• **TASK INSTRUCTIONS**:
Copy the stretch of the data from the line containing "segment --region=green leaf" through the end of the data, including both ends and every request line. In the answers, multiply each polygon coordinate by 0.4 and round it to a whole number, with halves rounding up.

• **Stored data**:
========================

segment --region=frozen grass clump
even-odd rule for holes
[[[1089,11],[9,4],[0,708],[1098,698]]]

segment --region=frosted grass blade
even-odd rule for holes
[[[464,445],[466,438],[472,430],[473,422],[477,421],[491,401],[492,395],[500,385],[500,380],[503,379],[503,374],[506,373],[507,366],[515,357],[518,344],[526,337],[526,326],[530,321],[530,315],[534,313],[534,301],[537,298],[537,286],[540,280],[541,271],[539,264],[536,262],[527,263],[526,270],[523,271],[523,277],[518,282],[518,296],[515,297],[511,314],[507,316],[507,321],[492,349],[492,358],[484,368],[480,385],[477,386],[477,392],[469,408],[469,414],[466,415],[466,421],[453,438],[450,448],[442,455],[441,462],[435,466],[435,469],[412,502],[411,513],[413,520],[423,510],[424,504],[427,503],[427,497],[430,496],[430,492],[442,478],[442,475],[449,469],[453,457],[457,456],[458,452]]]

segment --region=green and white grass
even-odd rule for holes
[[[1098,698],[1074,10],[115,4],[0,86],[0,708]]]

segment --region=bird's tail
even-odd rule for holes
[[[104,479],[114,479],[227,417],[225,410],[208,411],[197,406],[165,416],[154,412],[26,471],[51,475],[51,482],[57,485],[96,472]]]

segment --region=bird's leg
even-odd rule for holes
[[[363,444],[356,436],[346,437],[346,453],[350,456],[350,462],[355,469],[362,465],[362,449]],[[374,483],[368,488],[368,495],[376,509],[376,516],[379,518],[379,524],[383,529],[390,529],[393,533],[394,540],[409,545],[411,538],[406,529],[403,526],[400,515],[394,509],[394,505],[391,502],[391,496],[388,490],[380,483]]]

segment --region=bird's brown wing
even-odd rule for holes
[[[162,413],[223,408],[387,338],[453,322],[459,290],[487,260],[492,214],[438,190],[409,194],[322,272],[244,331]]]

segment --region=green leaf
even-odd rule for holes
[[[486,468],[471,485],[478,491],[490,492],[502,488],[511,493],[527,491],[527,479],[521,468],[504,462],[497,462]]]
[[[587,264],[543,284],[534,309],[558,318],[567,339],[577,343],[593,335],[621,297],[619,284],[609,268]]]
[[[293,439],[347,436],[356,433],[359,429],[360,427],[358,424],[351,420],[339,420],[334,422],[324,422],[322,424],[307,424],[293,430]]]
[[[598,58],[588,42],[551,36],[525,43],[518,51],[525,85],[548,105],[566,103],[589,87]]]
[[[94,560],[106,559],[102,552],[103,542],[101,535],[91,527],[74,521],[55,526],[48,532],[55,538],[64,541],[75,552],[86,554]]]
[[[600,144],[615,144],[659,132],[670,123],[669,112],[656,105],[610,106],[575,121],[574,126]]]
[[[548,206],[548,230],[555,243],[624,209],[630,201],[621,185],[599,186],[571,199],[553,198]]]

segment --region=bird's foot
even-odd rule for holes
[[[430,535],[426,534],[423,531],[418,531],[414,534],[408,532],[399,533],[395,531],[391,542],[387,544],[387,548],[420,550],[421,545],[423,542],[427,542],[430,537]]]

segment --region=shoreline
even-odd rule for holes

========================

• **WORKED SOLUTION**:
segment --region=green leaf
even-odd rule for holes
[[[194,187],[188,194],[191,196],[196,197],[201,195],[204,197],[211,196],[211,192],[208,187],[202,185],[199,185]]]
[[[235,106],[217,114],[214,124],[223,127],[227,136],[231,137],[237,134],[248,119],[248,114],[244,107]]]
[[[117,176],[139,174],[142,173],[144,172],[144,171],[143,170],[140,168],[136,168],[134,169],[130,169],[129,170],[123,170],[117,172]]]
[[[239,23],[235,17],[220,14],[210,17],[207,20],[210,34],[219,42],[226,41],[236,35]]]
[[[38,224],[42,224],[41,221],[41,217],[40,214],[36,211],[30,208],[22,210],[19,213],[22,215],[26,216],[30,221],[34,222]]]
[[[240,58],[246,58],[264,53],[268,49],[268,45],[262,42],[244,42],[230,48],[230,50]]]
[[[219,82],[219,92],[222,97],[250,84],[252,80],[248,74],[240,74],[228,80],[221,79]]]

segment --region=bird's foot
even-odd rule for holes
[[[172,214],[170,214],[169,212],[167,212],[166,214],[163,213],[160,213],[158,212],[156,217],[155,218],[155,219],[168,220],[168,218],[169,217],[171,217],[172,215]]]

segment --region=shoreline
even-odd rule for holes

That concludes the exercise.